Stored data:

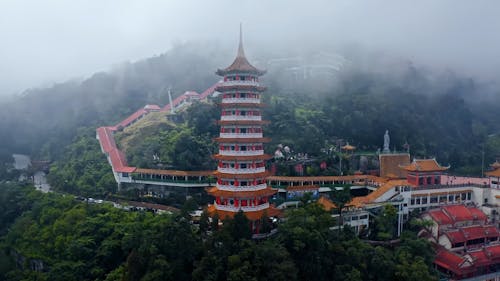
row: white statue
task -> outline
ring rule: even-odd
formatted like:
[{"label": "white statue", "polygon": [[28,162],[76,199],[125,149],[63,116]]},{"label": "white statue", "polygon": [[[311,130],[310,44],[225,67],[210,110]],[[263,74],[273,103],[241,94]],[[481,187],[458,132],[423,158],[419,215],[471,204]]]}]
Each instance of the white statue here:
[{"label": "white statue", "polygon": [[389,130],[385,130],[384,150],[382,151],[383,153],[390,153],[391,152],[391,150],[389,149],[390,143],[391,143],[391,137],[389,137]]}]

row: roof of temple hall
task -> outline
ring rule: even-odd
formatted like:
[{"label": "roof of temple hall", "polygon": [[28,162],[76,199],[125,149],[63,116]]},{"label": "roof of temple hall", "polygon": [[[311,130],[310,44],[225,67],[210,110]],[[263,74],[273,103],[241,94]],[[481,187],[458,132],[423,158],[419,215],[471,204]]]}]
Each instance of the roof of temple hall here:
[{"label": "roof of temple hall", "polygon": [[245,56],[245,51],[243,50],[243,35],[241,32],[241,26],[240,26],[240,44],[238,46],[238,54],[236,55],[236,58],[234,59],[233,63],[226,67],[225,69],[218,69],[217,74],[218,75],[226,75],[230,73],[238,73],[238,72],[249,72],[257,75],[262,75],[266,73],[265,70],[260,70],[257,69],[255,66],[251,65],[250,62],[248,62],[246,56]]},{"label": "roof of temple hall", "polygon": [[435,171],[446,171],[450,168],[444,167],[438,164],[435,158],[432,159],[413,159],[409,165],[400,166],[409,172],[435,172]]}]

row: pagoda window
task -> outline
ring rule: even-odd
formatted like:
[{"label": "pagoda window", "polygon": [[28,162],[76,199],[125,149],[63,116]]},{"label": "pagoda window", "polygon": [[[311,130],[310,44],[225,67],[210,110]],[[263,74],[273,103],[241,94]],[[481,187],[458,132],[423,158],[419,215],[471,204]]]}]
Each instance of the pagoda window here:
[{"label": "pagoda window", "polygon": [[241,116],[245,116],[245,115],[247,115],[247,112],[246,111],[242,111],[242,112],[240,112],[240,115]]},{"label": "pagoda window", "polygon": [[422,204],[427,204],[427,197],[422,197]]},{"label": "pagoda window", "polygon": [[462,200],[466,200],[467,199],[467,193],[462,193],[461,195],[462,195],[462,197],[461,197]]},{"label": "pagoda window", "polygon": [[240,168],[242,168],[242,169],[246,169],[246,168],[247,168],[247,164],[246,164],[246,163],[241,163],[241,164],[240,164]]},{"label": "pagoda window", "polygon": [[241,186],[247,186],[248,185],[248,182],[247,181],[242,181],[241,182]]},{"label": "pagoda window", "polygon": [[247,133],[247,128],[241,128],[241,129],[240,129],[240,133],[242,133],[242,134],[246,134],[246,133]]},{"label": "pagoda window", "polygon": [[230,150],[234,151],[236,150],[236,147],[234,145],[231,145]]},{"label": "pagoda window", "polygon": [[431,201],[430,203],[437,203],[438,202],[438,197],[437,196],[431,196]]},{"label": "pagoda window", "polygon": [[472,199],[472,194],[470,192],[467,192],[467,200],[471,200]]},{"label": "pagoda window", "polygon": [[247,94],[246,94],[246,93],[241,93],[241,94],[240,94],[240,98],[244,99],[244,98],[246,98],[246,97],[247,97]]},{"label": "pagoda window", "polygon": [[241,81],[245,81],[245,76],[241,76]]},{"label": "pagoda window", "polygon": [[246,145],[244,145],[244,146],[241,147],[241,151],[247,151]]}]

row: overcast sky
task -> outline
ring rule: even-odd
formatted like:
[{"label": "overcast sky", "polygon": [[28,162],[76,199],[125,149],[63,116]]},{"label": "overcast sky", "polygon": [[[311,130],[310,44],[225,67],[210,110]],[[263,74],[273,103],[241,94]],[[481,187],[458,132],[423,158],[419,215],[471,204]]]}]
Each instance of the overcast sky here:
[{"label": "overcast sky", "polygon": [[173,42],[236,45],[239,22],[247,53],[252,44],[355,43],[485,79],[500,73],[500,1],[0,0],[0,94],[86,77]]}]

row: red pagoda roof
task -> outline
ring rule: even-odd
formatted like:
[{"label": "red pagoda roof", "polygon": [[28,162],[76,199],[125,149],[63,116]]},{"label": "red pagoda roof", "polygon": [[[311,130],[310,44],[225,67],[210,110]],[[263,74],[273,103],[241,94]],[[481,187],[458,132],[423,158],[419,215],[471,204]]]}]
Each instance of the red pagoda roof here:
[{"label": "red pagoda roof", "polygon": [[260,173],[249,173],[249,174],[228,174],[221,173],[219,171],[215,171],[214,175],[224,179],[258,179],[258,178],[266,178],[269,176],[269,171],[260,172]]},{"label": "red pagoda roof", "polygon": [[268,120],[218,120],[219,125],[267,125],[270,123]]},{"label": "red pagoda roof", "polygon": [[216,142],[219,143],[261,143],[261,142],[270,142],[270,138],[214,138]]},{"label": "red pagoda roof", "polygon": [[253,197],[271,196],[278,191],[269,187],[255,191],[228,191],[228,190],[218,189],[217,187],[212,187],[207,189],[207,192],[212,196],[222,196],[228,198],[229,197],[253,198]]},{"label": "red pagoda roof", "polygon": [[252,103],[252,102],[232,102],[232,103],[220,103],[220,107],[266,107],[264,103]]},{"label": "red pagoda roof", "polygon": [[[217,210],[214,205],[209,205],[207,211],[211,216],[217,214],[220,219],[225,219],[226,217],[233,218],[236,214],[236,212]],[[268,217],[281,217],[283,216],[283,211],[271,206],[266,210],[244,212],[244,214],[249,220],[256,221],[261,219],[264,214],[267,214]]]},{"label": "red pagoda roof", "polygon": [[257,69],[255,66],[251,65],[250,62],[248,62],[246,56],[245,56],[245,51],[243,50],[243,35],[241,31],[241,25],[240,25],[240,44],[238,46],[238,54],[236,55],[236,58],[234,59],[233,63],[226,67],[225,69],[218,69],[217,74],[224,76],[226,74],[230,73],[240,73],[240,72],[248,72],[248,73],[254,73],[257,75],[263,75],[266,73],[265,70],[260,70]]},{"label": "red pagoda roof", "polygon": [[273,158],[269,154],[262,154],[262,155],[250,155],[250,156],[244,156],[244,155],[220,155],[220,154],[215,154],[213,156],[217,160],[238,160],[238,161],[250,161],[250,160],[269,160]]},{"label": "red pagoda roof", "polygon": [[450,168],[443,167],[438,164],[436,159],[414,159],[410,165],[399,166],[401,169],[404,169],[409,172],[438,172],[438,171],[446,171]]}]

**What is needed**: An exact reproduction of the data is required, with pictures excluded.

**The completed task**:
row: white statue
task -> outline
ring rule: even-odd
formatted like:
[{"label": "white statue", "polygon": [[28,162],[76,199],[125,149],[63,116]]},{"label": "white statue", "polygon": [[[311,130],[310,44],[225,67],[210,110]],[[263,74],[273,103],[241,94]],[[481,187],[458,132],[423,158],[419,215],[471,204]]]}]
Each instance of the white statue here:
[{"label": "white statue", "polygon": [[389,130],[385,130],[384,150],[382,151],[383,153],[390,153],[391,152],[391,150],[389,149],[390,143],[391,143],[391,137],[389,137]]}]

row: roof of temple hall
task -> outline
ring rule: even-odd
formatted like:
[{"label": "roof of temple hall", "polygon": [[28,162],[76,199],[125,149],[63,116]]},{"label": "roof of temple hall", "polygon": [[[311,130],[310,44],[225,67],[210,110]],[[263,74],[273,103],[241,94]],[[481,187],[458,132],[423,158],[419,215],[471,204]]]}]
Each instance of the roof of temple hall here:
[{"label": "roof of temple hall", "polygon": [[245,56],[245,51],[243,50],[243,35],[241,32],[241,26],[240,26],[240,44],[238,46],[238,54],[236,55],[236,58],[234,59],[233,63],[226,67],[225,69],[218,69],[217,74],[218,75],[226,75],[230,73],[238,73],[238,72],[249,72],[257,75],[262,75],[266,73],[265,70],[260,70],[257,69],[255,66],[251,65],[250,62],[248,62],[246,56]]},{"label": "roof of temple hall", "polygon": [[435,171],[446,171],[450,168],[444,167],[438,164],[435,158],[432,159],[413,159],[409,165],[400,166],[409,172],[435,172]]}]

row: pagoda window
task -> outline
ring rule: even-odd
formatted like:
[{"label": "pagoda window", "polygon": [[28,162],[76,199],[125,149],[63,116]]},{"label": "pagoda window", "polygon": [[[311,130],[310,44],[225,67],[210,110]],[[263,74],[273,103],[241,94]],[[481,187],[458,132],[423,158],[419,215],[471,204]]]}]
Each instance of the pagoda window here:
[{"label": "pagoda window", "polygon": [[241,116],[245,116],[245,115],[247,115],[247,112],[246,111],[242,111],[242,112],[240,112],[240,115]]},{"label": "pagoda window", "polygon": [[422,204],[427,204],[427,197],[422,197]]},{"label": "pagoda window", "polygon": [[462,200],[466,200],[467,199],[467,193],[462,193],[461,195],[462,195],[462,197],[461,197]]},{"label": "pagoda window", "polygon": [[240,168],[242,168],[242,169],[246,169],[246,168],[247,168],[247,164],[246,164],[246,163],[241,163],[241,164],[240,164]]},{"label": "pagoda window", "polygon": [[241,186],[247,186],[248,185],[248,182],[247,181],[242,181],[241,182]]},{"label": "pagoda window", "polygon": [[247,133],[247,128],[241,128],[241,129],[240,129],[240,133],[242,133],[242,134],[246,134],[246,133]]},{"label": "pagoda window", "polygon": [[230,150],[234,151],[236,150],[236,147],[234,145],[231,145]]},{"label": "pagoda window", "polygon": [[431,201],[430,203],[437,203],[438,202],[438,197],[437,196],[431,196]]},{"label": "pagoda window", "polygon": [[472,199],[472,194],[470,192],[467,192],[467,200],[471,200]]},{"label": "pagoda window", "polygon": [[247,94],[246,94],[246,93],[241,93],[241,94],[240,94],[240,98],[244,99],[244,98],[246,98],[246,97],[247,97]]},{"label": "pagoda window", "polygon": [[241,81],[245,81],[245,76],[241,76]]},{"label": "pagoda window", "polygon": [[246,145],[244,145],[244,146],[241,147],[241,151],[247,151]]}]

row: overcast sky
task -> outline
ring rule: even-odd
formatted like:
[{"label": "overcast sky", "polygon": [[28,162],[76,199],[125,149],[63,116]]},{"label": "overcast sky", "polygon": [[[311,130],[310,44],[225,67],[210,110]],[[263,74],[273,103],[241,94]],[[481,187],[458,132],[423,158],[419,215],[471,204]]]}]
Each instance of the overcast sky here:
[{"label": "overcast sky", "polygon": [[173,42],[236,45],[239,22],[247,53],[252,44],[355,43],[485,79],[500,73],[500,1],[0,0],[0,94],[86,77]]}]

row: red pagoda roof
task -> outline
ring rule: even-odd
formatted like:
[{"label": "red pagoda roof", "polygon": [[28,162],[76,199],[125,149],[63,116]]},{"label": "red pagoda roof", "polygon": [[[311,130],[310,44],[225,67],[210,110]],[[263,74],[273,103],[241,94]],[[481,187],[458,132],[423,158],[419,215],[471,204]]]}]
Each instance of the red pagoda roof here:
[{"label": "red pagoda roof", "polygon": [[260,173],[249,173],[249,174],[228,174],[221,173],[219,171],[215,171],[214,175],[224,179],[258,179],[258,178],[266,178],[269,176],[269,171],[260,172]]},{"label": "red pagoda roof", "polygon": [[268,120],[218,120],[219,125],[267,125],[270,123]]},{"label": "red pagoda roof", "polygon": [[216,142],[219,143],[261,143],[261,142],[270,142],[270,138],[214,138]]},{"label": "red pagoda roof", "polygon": [[253,197],[271,196],[278,191],[269,187],[255,191],[228,191],[228,190],[218,189],[217,187],[212,187],[207,189],[207,192],[212,196],[222,196],[228,198],[229,197],[253,198]]},{"label": "red pagoda roof", "polygon": [[252,103],[252,102],[232,102],[232,103],[220,103],[220,107],[266,107],[264,103]]},{"label": "red pagoda roof", "polygon": [[[217,210],[214,205],[209,205],[207,211],[211,216],[217,214],[220,219],[225,219],[226,217],[233,218],[236,214],[236,212]],[[268,217],[281,217],[283,216],[283,211],[271,206],[266,210],[244,212],[244,214],[249,220],[256,221],[261,219],[264,214],[267,214]]]},{"label": "red pagoda roof", "polygon": [[257,69],[255,66],[251,65],[250,62],[248,62],[246,56],[245,56],[245,51],[243,50],[243,35],[241,31],[241,25],[240,25],[240,44],[238,46],[238,54],[236,55],[236,58],[234,59],[233,63],[226,67],[225,69],[218,69],[217,74],[224,76],[226,74],[230,73],[240,73],[240,72],[248,72],[248,73],[254,73],[257,75],[263,75],[266,73],[265,70],[260,70]]},{"label": "red pagoda roof", "polygon": [[273,158],[269,154],[262,154],[262,155],[250,155],[250,156],[244,156],[244,155],[220,155],[220,154],[215,154],[213,156],[217,160],[238,160],[238,161],[250,161],[250,160],[269,160]]},{"label": "red pagoda roof", "polygon": [[450,168],[443,167],[438,164],[436,159],[414,159],[410,165],[399,166],[401,169],[404,169],[409,172],[438,172],[438,171],[446,171]]}]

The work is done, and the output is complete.